ENTRIES SUPPLIED =>

════════════════════

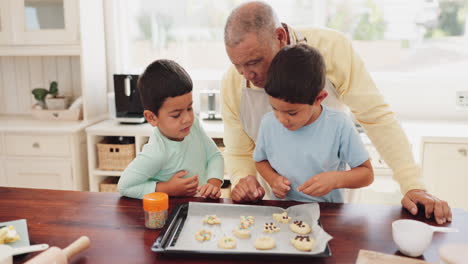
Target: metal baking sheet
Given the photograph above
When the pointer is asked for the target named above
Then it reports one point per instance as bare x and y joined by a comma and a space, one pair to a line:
180, 232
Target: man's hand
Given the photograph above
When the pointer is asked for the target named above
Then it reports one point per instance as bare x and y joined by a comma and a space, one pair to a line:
211, 189
247, 190
178, 186
432, 204
280, 186
320, 184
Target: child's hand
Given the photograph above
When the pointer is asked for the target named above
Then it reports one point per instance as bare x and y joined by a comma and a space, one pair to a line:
280, 186
183, 186
209, 190
320, 184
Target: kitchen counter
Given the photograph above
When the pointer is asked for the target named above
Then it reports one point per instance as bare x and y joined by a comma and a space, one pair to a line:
115, 226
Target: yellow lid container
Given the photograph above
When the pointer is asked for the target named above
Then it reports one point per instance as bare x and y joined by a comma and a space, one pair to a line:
156, 201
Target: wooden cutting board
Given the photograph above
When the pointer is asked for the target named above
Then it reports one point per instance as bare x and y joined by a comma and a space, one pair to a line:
373, 257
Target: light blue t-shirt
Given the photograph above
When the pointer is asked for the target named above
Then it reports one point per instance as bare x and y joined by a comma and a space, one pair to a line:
327, 144
161, 158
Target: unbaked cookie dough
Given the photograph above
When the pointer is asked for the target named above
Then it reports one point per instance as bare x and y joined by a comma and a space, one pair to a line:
227, 242
212, 220
270, 228
247, 220
282, 218
300, 227
303, 243
203, 235
264, 243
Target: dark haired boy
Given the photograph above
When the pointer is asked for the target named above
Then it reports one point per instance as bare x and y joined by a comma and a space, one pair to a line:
179, 159
303, 147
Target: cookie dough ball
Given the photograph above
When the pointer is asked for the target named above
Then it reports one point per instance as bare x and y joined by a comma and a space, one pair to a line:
303, 243
270, 228
212, 220
282, 218
241, 232
226, 242
264, 243
300, 227
203, 235
247, 220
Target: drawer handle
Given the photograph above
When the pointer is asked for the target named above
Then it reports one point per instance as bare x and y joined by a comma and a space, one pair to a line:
463, 152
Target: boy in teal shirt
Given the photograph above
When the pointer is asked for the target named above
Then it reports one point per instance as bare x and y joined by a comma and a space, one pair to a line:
179, 159
303, 147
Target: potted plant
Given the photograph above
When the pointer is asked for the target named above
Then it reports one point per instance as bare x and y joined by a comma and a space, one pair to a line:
49, 99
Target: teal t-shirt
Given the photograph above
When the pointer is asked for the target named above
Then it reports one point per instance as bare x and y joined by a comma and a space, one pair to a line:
328, 144
161, 158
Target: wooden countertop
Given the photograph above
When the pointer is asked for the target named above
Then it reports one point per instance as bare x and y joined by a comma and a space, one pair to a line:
115, 226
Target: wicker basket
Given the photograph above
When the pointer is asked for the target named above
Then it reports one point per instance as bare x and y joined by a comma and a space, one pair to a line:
114, 156
109, 184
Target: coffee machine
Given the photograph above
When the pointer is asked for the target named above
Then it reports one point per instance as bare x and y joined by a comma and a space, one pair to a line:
127, 99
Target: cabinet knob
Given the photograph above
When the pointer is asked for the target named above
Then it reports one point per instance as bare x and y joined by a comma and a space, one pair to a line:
463, 152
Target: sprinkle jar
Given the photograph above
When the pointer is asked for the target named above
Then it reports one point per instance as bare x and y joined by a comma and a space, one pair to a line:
155, 206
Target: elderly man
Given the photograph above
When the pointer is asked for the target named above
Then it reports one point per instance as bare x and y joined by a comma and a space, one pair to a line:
253, 36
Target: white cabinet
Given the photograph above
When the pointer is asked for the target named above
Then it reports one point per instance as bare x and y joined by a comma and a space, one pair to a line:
2, 164
43, 41
5, 23
39, 22
445, 169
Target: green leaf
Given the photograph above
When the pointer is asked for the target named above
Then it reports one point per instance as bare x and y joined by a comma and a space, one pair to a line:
40, 94
53, 89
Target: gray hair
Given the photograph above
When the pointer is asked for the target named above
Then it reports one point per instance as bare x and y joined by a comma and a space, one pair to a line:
257, 17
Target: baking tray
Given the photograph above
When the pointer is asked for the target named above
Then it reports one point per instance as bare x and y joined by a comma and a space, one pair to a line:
167, 241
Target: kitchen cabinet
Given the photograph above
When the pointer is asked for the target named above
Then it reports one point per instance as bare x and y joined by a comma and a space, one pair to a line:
39, 22
35, 50
2, 165
445, 169
5, 28
140, 133
44, 160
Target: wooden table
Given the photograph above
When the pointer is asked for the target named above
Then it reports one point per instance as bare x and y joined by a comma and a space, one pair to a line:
115, 226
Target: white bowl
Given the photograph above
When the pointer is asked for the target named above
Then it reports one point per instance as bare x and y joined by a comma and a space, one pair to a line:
412, 237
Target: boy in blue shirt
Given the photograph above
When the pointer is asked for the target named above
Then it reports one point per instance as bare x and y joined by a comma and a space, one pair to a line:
179, 159
303, 147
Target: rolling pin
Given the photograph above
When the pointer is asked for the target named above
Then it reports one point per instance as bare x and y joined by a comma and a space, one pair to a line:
59, 256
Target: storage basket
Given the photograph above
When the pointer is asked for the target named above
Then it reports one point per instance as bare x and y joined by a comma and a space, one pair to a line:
109, 184
114, 156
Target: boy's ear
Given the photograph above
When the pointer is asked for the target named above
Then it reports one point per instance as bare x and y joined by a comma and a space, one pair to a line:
321, 96
151, 117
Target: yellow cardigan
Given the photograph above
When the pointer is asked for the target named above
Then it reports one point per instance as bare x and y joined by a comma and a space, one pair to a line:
355, 88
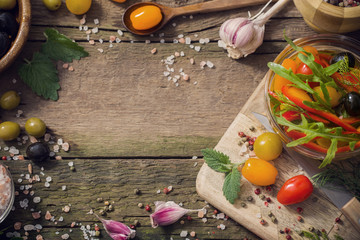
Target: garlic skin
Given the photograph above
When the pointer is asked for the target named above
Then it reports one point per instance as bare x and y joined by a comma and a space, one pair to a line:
117, 230
241, 36
167, 213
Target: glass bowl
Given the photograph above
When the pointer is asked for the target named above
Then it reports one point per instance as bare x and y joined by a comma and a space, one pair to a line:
323, 42
7, 193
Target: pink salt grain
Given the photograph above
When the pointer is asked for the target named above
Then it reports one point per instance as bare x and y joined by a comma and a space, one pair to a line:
112, 38
153, 51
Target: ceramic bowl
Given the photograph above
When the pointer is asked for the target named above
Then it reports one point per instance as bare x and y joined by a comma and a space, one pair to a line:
323, 42
326, 18
23, 11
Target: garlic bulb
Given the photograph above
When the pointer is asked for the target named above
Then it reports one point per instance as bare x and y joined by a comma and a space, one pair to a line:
242, 36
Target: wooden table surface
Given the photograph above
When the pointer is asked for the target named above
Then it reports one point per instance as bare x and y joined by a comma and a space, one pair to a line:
128, 126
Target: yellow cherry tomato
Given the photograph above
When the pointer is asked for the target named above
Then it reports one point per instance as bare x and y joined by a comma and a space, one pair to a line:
145, 17
78, 7
268, 146
259, 172
335, 96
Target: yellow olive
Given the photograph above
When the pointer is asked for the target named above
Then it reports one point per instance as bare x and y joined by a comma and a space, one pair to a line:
35, 127
9, 130
52, 5
9, 100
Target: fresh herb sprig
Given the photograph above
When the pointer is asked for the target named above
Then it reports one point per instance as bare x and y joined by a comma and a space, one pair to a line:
220, 162
40, 73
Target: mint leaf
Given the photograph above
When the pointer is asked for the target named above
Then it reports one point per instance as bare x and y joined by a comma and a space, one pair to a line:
231, 187
217, 161
41, 76
59, 47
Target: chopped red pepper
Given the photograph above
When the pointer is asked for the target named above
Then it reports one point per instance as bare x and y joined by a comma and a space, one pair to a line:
331, 117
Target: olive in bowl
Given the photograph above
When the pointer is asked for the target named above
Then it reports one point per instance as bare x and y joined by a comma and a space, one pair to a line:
38, 152
22, 13
299, 104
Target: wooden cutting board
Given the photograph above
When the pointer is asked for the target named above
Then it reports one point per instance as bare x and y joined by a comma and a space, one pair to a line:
318, 211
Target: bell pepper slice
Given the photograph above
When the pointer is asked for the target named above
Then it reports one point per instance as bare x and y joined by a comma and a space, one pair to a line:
329, 116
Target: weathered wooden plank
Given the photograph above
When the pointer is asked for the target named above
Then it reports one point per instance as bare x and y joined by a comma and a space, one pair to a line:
104, 107
115, 180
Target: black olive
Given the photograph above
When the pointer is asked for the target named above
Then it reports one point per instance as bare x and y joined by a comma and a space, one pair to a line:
38, 152
352, 103
8, 24
341, 56
4, 43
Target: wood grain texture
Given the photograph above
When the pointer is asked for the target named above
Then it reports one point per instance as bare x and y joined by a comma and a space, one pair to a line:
128, 126
318, 211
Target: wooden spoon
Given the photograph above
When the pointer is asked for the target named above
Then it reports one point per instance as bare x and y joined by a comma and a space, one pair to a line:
168, 13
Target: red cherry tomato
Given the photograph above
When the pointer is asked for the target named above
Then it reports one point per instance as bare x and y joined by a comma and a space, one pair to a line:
295, 190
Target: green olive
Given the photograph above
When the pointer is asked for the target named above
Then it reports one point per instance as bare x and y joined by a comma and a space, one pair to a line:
9, 130
35, 127
52, 5
9, 100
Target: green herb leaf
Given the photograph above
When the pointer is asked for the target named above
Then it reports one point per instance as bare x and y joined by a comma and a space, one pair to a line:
217, 161
231, 187
59, 47
41, 76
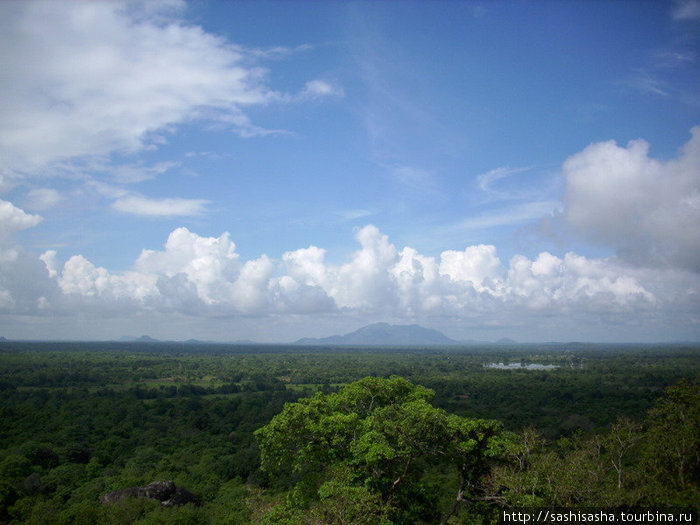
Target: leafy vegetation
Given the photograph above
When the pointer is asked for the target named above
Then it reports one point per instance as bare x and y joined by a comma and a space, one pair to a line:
268, 434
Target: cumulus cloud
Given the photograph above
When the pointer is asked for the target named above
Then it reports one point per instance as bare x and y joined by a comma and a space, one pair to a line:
204, 278
193, 270
647, 209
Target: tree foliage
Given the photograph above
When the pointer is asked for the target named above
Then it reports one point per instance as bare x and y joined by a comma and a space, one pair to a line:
386, 439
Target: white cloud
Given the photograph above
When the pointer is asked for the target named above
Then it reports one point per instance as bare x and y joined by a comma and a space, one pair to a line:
13, 220
90, 79
175, 207
487, 180
321, 88
204, 278
43, 198
686, 10
649, 210
210, 264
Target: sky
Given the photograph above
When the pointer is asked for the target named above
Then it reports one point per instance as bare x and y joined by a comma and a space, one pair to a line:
275, 170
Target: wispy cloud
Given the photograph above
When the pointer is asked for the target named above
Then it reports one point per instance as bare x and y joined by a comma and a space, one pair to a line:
506, 216
487, 180
173, 207
686, 10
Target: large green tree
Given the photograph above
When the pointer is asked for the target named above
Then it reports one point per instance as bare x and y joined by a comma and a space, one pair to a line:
378, 448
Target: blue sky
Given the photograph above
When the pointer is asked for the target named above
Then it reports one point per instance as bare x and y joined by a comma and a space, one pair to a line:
275, 170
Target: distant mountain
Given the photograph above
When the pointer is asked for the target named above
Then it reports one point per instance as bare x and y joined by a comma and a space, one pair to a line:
142, 339
384, 334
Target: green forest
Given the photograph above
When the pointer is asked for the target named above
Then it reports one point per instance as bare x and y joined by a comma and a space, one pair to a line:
340, 435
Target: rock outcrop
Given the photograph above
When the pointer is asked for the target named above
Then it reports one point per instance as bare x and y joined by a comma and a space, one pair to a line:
166, 492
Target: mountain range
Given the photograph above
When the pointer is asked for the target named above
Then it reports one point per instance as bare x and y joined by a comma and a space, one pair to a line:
377, 334
384, 334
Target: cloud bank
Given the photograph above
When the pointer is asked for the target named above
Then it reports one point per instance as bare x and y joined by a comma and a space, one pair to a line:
647, 209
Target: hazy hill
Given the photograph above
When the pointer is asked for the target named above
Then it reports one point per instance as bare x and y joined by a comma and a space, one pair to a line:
384, 334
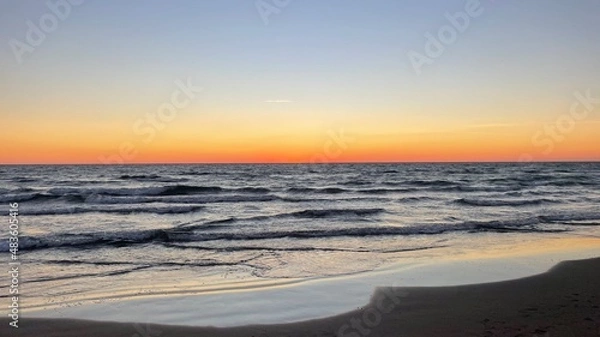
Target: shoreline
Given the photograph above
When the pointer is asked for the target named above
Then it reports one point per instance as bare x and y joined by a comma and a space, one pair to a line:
290, 301
563, 301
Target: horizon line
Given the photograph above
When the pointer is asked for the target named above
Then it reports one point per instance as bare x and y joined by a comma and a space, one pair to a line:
306, 163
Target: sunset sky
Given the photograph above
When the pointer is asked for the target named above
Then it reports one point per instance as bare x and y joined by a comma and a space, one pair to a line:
308, 81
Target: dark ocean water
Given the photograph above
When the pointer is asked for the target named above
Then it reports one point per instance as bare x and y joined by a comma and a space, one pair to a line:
121, 224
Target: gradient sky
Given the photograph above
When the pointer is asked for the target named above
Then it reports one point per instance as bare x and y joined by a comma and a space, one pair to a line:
283, 90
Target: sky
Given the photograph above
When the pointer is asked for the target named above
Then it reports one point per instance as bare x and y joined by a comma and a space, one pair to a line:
87, 81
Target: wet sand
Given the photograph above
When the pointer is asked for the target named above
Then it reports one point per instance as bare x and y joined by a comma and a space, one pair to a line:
564, 301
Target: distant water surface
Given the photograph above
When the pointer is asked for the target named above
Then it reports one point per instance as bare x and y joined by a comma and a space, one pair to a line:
87, 229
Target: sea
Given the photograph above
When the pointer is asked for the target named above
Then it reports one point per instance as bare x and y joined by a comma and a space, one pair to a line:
93, 233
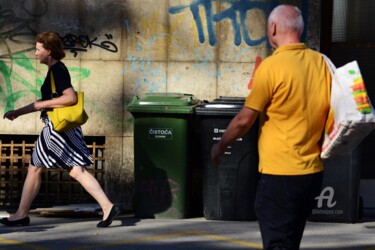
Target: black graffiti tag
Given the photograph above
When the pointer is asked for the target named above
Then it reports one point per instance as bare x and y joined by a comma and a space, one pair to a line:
82, 43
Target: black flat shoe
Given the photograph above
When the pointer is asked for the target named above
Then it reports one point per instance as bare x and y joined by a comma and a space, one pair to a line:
12, 223
115, 211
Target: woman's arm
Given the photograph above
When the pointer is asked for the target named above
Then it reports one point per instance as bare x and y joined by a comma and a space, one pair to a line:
69, 97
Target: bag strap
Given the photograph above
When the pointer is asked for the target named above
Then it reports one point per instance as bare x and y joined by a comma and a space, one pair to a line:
53, 87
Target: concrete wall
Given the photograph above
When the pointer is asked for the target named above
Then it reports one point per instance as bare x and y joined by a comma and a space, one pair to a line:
119, 49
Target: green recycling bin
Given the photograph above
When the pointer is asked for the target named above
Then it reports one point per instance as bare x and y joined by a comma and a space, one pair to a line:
163, 138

════════════════════

PROBLEM TO WORK ON =>
Among the lines above, please find those with "olive" and copy them.

TASK RESPONSE =>
Target: yellow olive
Target: olive in bowl
Target: black olive
Target: green olive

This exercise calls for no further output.